→ **Records for the task**
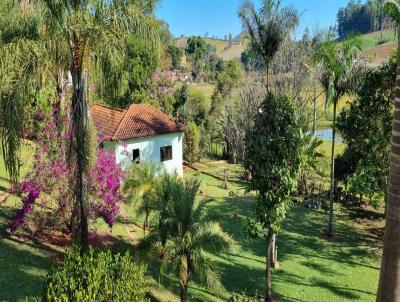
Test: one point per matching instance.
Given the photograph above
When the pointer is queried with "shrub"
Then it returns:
(192, 141)
(95, 276)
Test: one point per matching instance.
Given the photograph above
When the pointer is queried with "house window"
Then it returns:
(165, 153)
(136, 156)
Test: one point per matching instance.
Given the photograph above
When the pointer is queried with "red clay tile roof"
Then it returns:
(139, 120)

→ **What you have to do**
Pull out every line above that contains the word "queried", treating uppercase and lowercase as different.

→ **Solution**
When the pointer is queried with "shrub"
When the pointer is queried with "house window"
When the pointer is queried with "red clay tile roof"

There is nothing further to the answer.